| What you need to do |
**1.** In the Embedding Salience Index page, what kind of distance function is D(·)?
**2.** Extend the Embedding Salience Index page from its final line, keeping the same format and terms.

| Excerpted text |

Fabled Sky Research

AIO Standards & Frameworks

Embedding Salience Index (ESI)

Contents

Fabled Sky Research | AIO v1.2.7
Last updated: April 2025


Definition

ESI quantifies how “topic‑central” a document (or content chunk) is within a predefined semantic cluster. While RSA shows breadth and TYQ shows depth, ESI shows relevance density: the closer the embedding of the document sits to the centroid of its topic, the higher its salience.

Mathematical formulation

ESI = 1 – ( Σ D(E_d , E_t) ) / N

E_d – embedding vector of the document or chunk being evaluated

E_t – embedding vectors of reference (topic‑representative) documents

D(·) – cosine distance function

N – number of reference embeddings in the topic cluster

Score range

0.00 – 1.00 (higher = more semantically central)

At perfect overlap (E_d identical to the centroid), average cosine distance approaches 0 → ESI ≈ 1.
If E_d is far from the cluster, average distance approaches 2 → ESI approaches 0.

Computation Pipeline

  1. Topic‑cluster creation
    • Select N representative documents (manual curation or automated topic modeling).
    • Embed each document with a consistent model (e.g., e5-large-v2, OpenAI text‑embedding‑3‑large).
  2. Centroid / reference embedding set
    • Either compute a single centroid embedding, or keep the entire set E_t to preserve variance.
    • Store these vectors for reproducibility.
  3. Calculate cosine distances
    • distances = [ cosine_distance(E_d , e_t) for each e_t in E_t ]
    • avg_dist = sum(distances) / N
  4. Compute ESI
    • ESI = 1 – avg_dist
  5. Chunk‑level vs document‑level
    • Chunk the document (≈ 1 000 tokens) and compute ESI for each chunk if you need granular salience mapping.
    • The document‑level ESI can be the mean or top‑k average of chunk scores.

| Records supplied |

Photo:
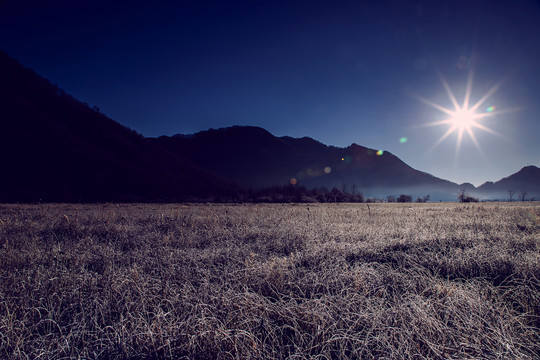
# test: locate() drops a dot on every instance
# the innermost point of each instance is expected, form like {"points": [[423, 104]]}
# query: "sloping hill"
{"points": [[56, 148], [253, 157], [525, 180]]}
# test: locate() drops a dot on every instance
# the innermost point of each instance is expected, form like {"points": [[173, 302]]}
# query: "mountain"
{"points": [[56, 148], [253, 157], [525, 180]]}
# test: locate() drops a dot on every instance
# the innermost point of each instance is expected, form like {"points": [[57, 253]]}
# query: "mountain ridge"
{"points": [[60, 149]]}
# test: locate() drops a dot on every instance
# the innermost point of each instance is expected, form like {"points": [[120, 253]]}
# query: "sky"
{"points": [[377, 73]]}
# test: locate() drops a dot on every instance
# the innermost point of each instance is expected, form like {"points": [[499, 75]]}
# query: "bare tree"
{"points": [[461, 195]]}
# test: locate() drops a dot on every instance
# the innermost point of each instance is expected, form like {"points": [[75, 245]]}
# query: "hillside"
{"points": [[59, 149], [526, 180], [252, 157]]}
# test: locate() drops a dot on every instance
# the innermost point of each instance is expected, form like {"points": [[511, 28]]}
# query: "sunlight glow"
{"points": [[463, 118]]}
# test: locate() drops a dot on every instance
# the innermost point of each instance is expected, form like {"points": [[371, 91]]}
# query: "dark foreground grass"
{"points": [[397, 281]]}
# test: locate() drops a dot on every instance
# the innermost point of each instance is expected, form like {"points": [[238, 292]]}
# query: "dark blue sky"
{"points": [[337, 71]]}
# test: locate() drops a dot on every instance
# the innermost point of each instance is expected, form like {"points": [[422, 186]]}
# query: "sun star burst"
{"points": [[463, 118]]}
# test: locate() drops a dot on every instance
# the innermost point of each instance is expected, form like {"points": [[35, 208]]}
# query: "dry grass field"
{"points": [[393, 281]]}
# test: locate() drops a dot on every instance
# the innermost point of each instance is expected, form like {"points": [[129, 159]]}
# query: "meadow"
{"points": [[270, 281]]}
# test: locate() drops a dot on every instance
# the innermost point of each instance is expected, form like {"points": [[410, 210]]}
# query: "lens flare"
{"points": [[464, 118]]}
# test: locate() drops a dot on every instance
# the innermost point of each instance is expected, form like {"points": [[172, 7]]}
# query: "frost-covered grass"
{"points": [[400, 281]]}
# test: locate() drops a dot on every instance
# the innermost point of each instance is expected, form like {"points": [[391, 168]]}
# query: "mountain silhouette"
{"points": [[525, 180], [253, 157], [57, 148]]}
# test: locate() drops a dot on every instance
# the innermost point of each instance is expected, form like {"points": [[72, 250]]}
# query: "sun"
{"points": [[463, 118]]}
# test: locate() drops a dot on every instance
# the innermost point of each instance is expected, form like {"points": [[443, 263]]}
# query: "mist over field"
{"points": [[274, 281]]}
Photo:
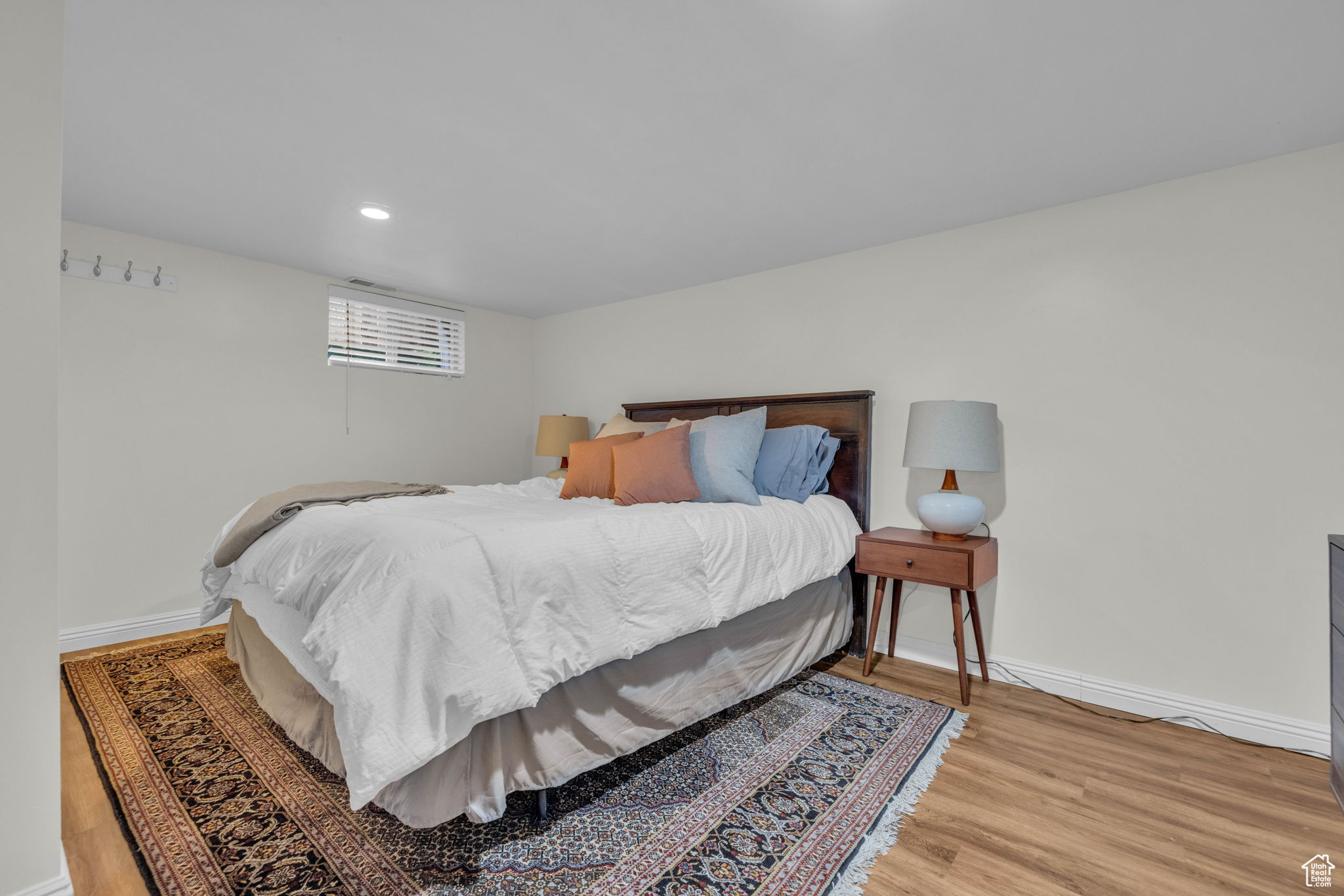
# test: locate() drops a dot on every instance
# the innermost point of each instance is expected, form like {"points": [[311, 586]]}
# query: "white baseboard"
{"points": [[58, 886], [1238, 722], [105, 633]]}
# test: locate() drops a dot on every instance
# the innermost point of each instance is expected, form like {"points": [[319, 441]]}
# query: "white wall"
{"points": [[30, 233], [178, 409], [1167, 365]]}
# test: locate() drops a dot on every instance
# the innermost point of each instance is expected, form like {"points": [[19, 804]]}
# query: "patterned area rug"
{"points": [[795, 792]]}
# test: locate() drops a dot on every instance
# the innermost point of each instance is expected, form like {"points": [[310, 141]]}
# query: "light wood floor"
{"points": [[1034, 798]]}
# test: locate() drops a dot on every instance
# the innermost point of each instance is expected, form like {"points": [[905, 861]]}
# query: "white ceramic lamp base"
{"points": [[950, 515]]}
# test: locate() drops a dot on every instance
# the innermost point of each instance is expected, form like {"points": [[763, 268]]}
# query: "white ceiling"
{"points": [[546, 156]]}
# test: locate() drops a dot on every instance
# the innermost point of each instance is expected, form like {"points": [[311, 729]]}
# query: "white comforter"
{"points": [[429, 614]]}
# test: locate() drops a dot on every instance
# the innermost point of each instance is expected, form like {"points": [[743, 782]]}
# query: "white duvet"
{"points": [[427, 615]]}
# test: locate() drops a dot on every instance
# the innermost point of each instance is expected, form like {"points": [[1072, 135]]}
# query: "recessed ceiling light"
{"points": [[377, 213]]}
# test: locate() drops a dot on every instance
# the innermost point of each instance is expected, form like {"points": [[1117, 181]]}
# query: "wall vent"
{"points": [[369, 284]]}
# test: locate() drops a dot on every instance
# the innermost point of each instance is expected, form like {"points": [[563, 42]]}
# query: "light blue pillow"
{"points": [[723, 456], [795, 462], [826, 458]]}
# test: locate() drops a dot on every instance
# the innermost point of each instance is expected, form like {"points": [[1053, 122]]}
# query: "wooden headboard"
{"points": [[849, 415]]}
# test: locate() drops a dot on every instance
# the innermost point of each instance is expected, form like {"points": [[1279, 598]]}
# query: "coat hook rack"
{"points": [[129, 275]]}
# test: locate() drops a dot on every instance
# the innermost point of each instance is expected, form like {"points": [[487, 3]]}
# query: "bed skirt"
{"points": [[577, 725]]}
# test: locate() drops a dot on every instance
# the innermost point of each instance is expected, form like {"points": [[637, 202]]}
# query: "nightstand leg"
{"points": [[895, 614], [873, 625], [961, 647], [980, 638]]}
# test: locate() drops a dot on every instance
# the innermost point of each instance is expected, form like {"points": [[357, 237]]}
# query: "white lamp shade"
{"points": [[954, 436]]}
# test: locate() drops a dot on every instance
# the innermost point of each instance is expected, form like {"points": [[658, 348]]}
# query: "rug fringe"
{"points": [[878, 842]]}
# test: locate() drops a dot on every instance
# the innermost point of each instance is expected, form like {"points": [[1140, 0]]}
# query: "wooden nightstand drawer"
{"points": [[914, 565]]}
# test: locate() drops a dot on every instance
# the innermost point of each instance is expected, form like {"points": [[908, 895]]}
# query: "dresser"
{"points": [[1337, 666]]}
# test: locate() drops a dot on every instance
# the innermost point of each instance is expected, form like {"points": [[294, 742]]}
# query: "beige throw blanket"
{"points": [[277, 507]]}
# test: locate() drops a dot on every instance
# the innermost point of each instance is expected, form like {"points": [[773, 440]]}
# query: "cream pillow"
{"points": [[620, 425]]}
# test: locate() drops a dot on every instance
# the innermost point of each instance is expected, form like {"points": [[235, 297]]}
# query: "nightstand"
{"points": [[914, 555]]}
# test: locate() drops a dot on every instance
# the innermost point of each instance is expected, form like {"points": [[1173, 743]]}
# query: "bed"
{"points": [[616, 628]]}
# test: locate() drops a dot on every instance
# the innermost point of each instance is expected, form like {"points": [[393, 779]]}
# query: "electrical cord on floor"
{"points": [[1143, 720]]}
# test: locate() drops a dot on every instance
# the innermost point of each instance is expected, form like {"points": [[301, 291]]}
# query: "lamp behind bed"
{"points": [[554, 434]]}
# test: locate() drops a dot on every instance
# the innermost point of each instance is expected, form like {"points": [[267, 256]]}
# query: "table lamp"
{"points": [[554, 434], [952, 436]]}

| Answers for the exercise |
**1.** A cosine distance function.

**2.**
 Interpreting ESI Values

ESI Practical meaning Recommended action
0.85 – 1.00 Highly central; exemplar of the topic Use as canonical reference; link extensively
0.60 – 0.84 On‑topic but with tangents Tighten focus or split into sub‑articles
0.30 – 0.59 Mixed relevance Remove off‑topic sections or retarget
< 0.30 Peripheral Reclassify under a different topic or rewrite

Note: Thresholds assume embeddings are unit‑normalised cosine distance (0 = identical, 2 = opposite).

Recommended Toolchain

Task Suggested Tools
Embedding generation Sentence‑Transformers (e5-large-v2, all-mpnet-base-v2) or OpenAI text‑embedding‑3‑large
Topic modeling / clustering BERTopic, HAC + silhouette scoring, or LDA for seed selection
Cosine similarity matrix scikit-learn cosine_similarity, FAISS IndexFlatIP
Visualization (optional) UMAP or t‑SNE for 2‑D cluster plots

Best‑Practice Guidelines

  • Use the same embedding model for E_d and E_t. Mixing models distorts distances.
  • Keep reference sets balanced. Over‑representing one subtopic skews the centroid.
  • Document preprocessing matters. Lower‑casing and punctuation stripping should be consistent.
  • Re‑evaluate after major topic drift. New sub‑domains may warrant a fresh cluster.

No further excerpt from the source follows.